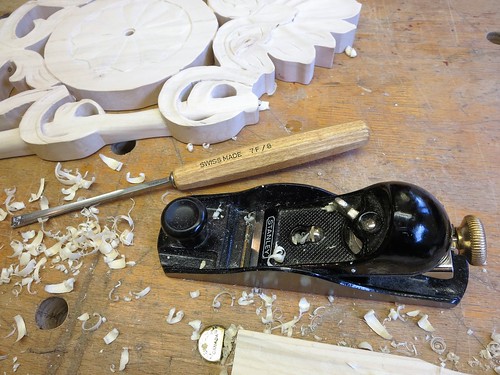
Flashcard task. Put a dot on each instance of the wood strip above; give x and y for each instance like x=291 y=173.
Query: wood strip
x=260 y=353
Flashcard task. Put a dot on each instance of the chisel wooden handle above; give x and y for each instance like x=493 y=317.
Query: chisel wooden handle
x=271 y=155
x=265 y=156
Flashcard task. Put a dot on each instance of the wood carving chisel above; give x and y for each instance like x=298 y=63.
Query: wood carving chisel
x=251 y=160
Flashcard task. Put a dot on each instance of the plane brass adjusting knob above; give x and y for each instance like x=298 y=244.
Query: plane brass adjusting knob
x=470 y=240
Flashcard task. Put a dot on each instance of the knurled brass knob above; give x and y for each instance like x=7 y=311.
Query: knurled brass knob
x=471 y=240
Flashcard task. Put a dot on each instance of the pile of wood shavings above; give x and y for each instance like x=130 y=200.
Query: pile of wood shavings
x=65 y=251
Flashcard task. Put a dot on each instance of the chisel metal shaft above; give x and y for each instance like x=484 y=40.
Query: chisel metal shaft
x=251 y=160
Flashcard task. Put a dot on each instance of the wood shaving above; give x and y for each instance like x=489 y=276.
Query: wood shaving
x=111 y=163
x=21 y=327
x=64 y=287
x=124 y=358
x=171 y=319
x=37 y=196
x=135 y=180
x=216 y=304
x=425 y=324
x=196 y=325
x=111 y=336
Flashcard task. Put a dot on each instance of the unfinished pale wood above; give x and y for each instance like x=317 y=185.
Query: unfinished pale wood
x=209 y=104
x=13 y=109
x=57 y=128
x=261 y=353
x=119 y=53
x=22 y=38
x=272 y=155
x=282 y=39
x=445 y=123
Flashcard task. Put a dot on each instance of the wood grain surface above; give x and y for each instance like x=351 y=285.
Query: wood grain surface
x=426 y=82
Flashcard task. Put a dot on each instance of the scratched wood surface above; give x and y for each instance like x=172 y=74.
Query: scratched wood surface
x=425 y=80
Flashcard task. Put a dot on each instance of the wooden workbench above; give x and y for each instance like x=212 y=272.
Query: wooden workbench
x=426 y=82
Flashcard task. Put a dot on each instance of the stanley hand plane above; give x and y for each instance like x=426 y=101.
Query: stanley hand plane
x=390 y=241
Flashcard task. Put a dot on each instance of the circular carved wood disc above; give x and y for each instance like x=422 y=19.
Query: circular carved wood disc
x=120 y=52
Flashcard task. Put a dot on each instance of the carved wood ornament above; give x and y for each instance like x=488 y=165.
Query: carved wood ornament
x=194 y=70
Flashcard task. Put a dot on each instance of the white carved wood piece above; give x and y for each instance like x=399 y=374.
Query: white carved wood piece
x=76 y=75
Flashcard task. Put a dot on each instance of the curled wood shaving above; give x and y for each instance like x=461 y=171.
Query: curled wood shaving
x=111 y=163
x=135 y=180
x=438 y=345
x=111 y=336
x=100 y=320
x=171 y=319
x=21 y=327
x=376 y=326
x=425 y=324
x=37 y=196
x=124 y=358
x=64 y=287
x=10 y=206
x=216 y=303
x=196 y=325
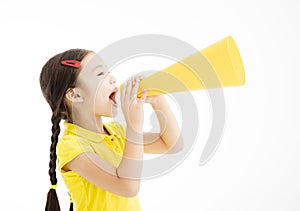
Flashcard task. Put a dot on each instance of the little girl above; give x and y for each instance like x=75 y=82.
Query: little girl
x=100 y=163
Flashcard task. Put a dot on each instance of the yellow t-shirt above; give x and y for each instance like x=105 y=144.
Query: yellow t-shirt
x=85 y=195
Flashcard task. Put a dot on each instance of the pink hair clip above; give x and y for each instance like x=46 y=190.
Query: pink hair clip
x=71 y=63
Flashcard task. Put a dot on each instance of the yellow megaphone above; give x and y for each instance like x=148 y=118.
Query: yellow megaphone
x=219 y=65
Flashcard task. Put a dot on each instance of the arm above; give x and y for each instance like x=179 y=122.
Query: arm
x=124 y=180
x=169 y=139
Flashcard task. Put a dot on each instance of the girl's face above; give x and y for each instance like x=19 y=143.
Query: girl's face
x=97 y=87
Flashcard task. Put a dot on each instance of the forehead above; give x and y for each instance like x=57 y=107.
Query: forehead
x=91 y=61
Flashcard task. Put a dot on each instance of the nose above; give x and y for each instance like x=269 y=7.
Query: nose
x=112 y=79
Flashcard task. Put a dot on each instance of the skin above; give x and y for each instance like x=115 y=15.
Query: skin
x=90 y=102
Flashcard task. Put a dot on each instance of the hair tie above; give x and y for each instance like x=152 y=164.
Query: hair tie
x=71 y=63
x=53 y=186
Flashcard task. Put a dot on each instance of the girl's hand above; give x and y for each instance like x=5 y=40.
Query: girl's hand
x=132 y=106
x=150 y=99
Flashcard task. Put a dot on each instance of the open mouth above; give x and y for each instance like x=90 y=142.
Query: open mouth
x=112 y=97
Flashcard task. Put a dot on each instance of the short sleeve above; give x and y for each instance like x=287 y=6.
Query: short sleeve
x=67 y=149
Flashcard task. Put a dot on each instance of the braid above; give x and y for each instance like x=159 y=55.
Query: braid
x=52 y=200
x=54 y=139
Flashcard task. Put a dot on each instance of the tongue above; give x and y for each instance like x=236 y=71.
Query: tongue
x=112 y=99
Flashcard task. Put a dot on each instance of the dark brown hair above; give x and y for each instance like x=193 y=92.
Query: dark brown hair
x=55 y=80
------------
The task: Transcribe the full listing exactly, but keep every image out of it.

Response to the task:
Flashcard task. Put a dot on each instance of the wood strip above; give x and y for each instance like x=291 y=173.
Query: wood strip
x=260 y=353
Flashcard task. Put a dot on each instance of the chisel wooden handle above; give x and y for each instance like x=493 y=317.
Query: chisel wooden handle
x=271 y=155
x=265 y=156
Flashcard task. Put a dot on each instance of the wood carving chisel above; give x and y for each instance like x=298 y=63.
Query: wood carving chisel
x=251 y=160
Flashcard task. Put a dot on each instance of the plane brass adjusting knob above; give x and y for each instance like x=298 y=244.
Query: plane brass adjusting knob
x=470 y=240
Flashcard task. Put a dot on each instance of the knurled brass knob above; give x and y for each instance like x=7 y=311.
Query: knurled brass knob
x=471 y=240
Flashcard task. Put a dot on each instance of the pile of wood shavings above; give x and y for each instance like x=130 y=200.
Query: pile of wood shavings
x=65 y=251
Flashcard task. Put a dot on each instance of the chisel metal shaft above; give x and y for each instance like x=484 y=40.
Query: chisel metal shaft
x=251 y=160
Flashcard task. Put a dot on each instance of the wood shaving above; give x and y for each instance like x=489 y=276.
Query: wood shaving
x=111 y=163
x=21 y=327
x=64 y=287
x=124 y=358
x=171 y=319
x=37 y=196
x=135 y=180
x=216 y=304
x=425 y=324
x=196 y=325
x=111 y=336
Flashcard task. Put a dot on each instance of the unfinished pale wood above; give x and y for each instance like x=317 y=185.
Query: unfinished pale wood
x=209 y=104
x=13 y=109
x=57 y=128
x=261 y=353
x=119 y=53
x=22 y=38
x=272 y=155
x=282 y=39
x=445 y=123
Flashcard task. Put a dot on each instance of the wood grain surface above; give x and y for each instance like x=351 y=285.
Query: wood grain surface
x=426 y=82
Flashcard task. Put a dot on each instance of the scratched wood surface above; give x and y for each instance like x=172 y=74.
Query: scratched wood surface
x=425 y=80
Flashcard task. Put a dot on each instance of the wooden workbench above; give x and y for each instance like x=212 y=272.
Query: wooden workbench
x=426 y=82
Flashcard task. Put a dot on each instance of the stanley hand plane above; give x and y for each instance like x=426 y=101.
Query: stanley hand plane
x=390 y=241
Flashcard task. Put a dot on each instance of the circular carved wood disc above; give x and y for each instance like x=422 y=19.
Query: circular carved wood disc
x=120 y=52
Flashcard task. Put a dot on each instance of the carved wood ornament above; give x and y for each instance like x=488 y=165.
Query: carved wood ornament
x=194 y=70
Flashcard task. Put a dot on each instance of the white carved wood piece above; give x and y for each instance like x=399 y=374.
Query: white carved wood piece
x=76 y=75
Flashcard task. Put a dot on each instance of the curled wood shaving above; give x and y for each instance like x=461 y=171.
Query: curled wood shaving
x=111 y=163
x=135 y=180
x=438 y=345
x=111 y=336
x=100 y=320
x=171 y=319
x=21 y=327
x=376 y=326
x=425 y=324
x=37 y=196
x=124 y=358
x=64 y=287
x=10 y=206
x=216 y=303
x=196 y=325
Flashcard task. Put a dot on each instance of the little girl above; give x and y for each instance like x=75 y=82.
Query: little girl
x=100 y=163
Flashcard task. Put a dot on each instance of the yellow t-shirt above; give x and y for each instance like x=105 y=144.
Query: yellow t-shirt
x=85 y=195
Flashcard task. Put a dot on each instance of the pink hair clip above; give x and y for each instance like x=46 y=190.
Query: pink hair clip
x=71 y=63
Flashcard task. Put a dot on each instance of the yellow megaphone above; give x and y for each instance like x=148 y=118.
Query: yellow megaphone
x=219 y=65
Flashcard task. Put a dot on each instance of the arm above; give x and y for each instance like x=179 y=122.
Query: arm
x=124 y=180
x=169 y=139
Flashcard task. Put a dot on each instance of the girl's face above; give x and y for each instance like x=19 y=143.
Query: girl's face
x=97 y=87
Flashcard task. Put a dot on each instance of the forehead above; give x and y for each instance like x=57 y=107.
Query: forehead
x=91 y=61
Flashcard task. Put a dot on each instance of the nose above; give x and y for each instance like x=269 y=7.
Query: nose
x=112 y=79
Flashcard task. Put a dot on each instance of the skin above; give x and y for each instance like x=115 y=15.
Query: skin
x=90 y=102
Flashcard task. Put a dot on each instance of the hair tie above; give x and y for each instance like x=152 y=164.
Query: hair tie
x=71 y=63
x=53 y=186
Flashcard task. Put a dot on each instance of the girl's hand above; give x and y for each instance like x=5 y=40.
Query: girl's hand
x=132 y=106
x=150 y=99
Flashcard task. Put a dot on each instance of the open mouth above; give x and y for each instance like x=90 y=142.
Query: open mouth
x=112 y=97
Flashcard task. Put a dot on each instance of the short sleeve above; give x and y for each instance like x=287 y=6.
Query: short sleeve
x=67 y=149
Flashcard task. Put a dot on each instance of the braid above; give x and y for each instance like x=159 y=55.
Query: braid
x=52 y=200
x=54 y=139
Flashcard task. Put a dot on each instance of the tongue above; give x and y for each instance like x=236 y=71.
Query: tongue
x=112 y=99
Flashcard task. Put a dot on each instance of the dark brown hair above; give x and y for each instance like x=193 y=92.
Query: dark brown hair
x=55 y=80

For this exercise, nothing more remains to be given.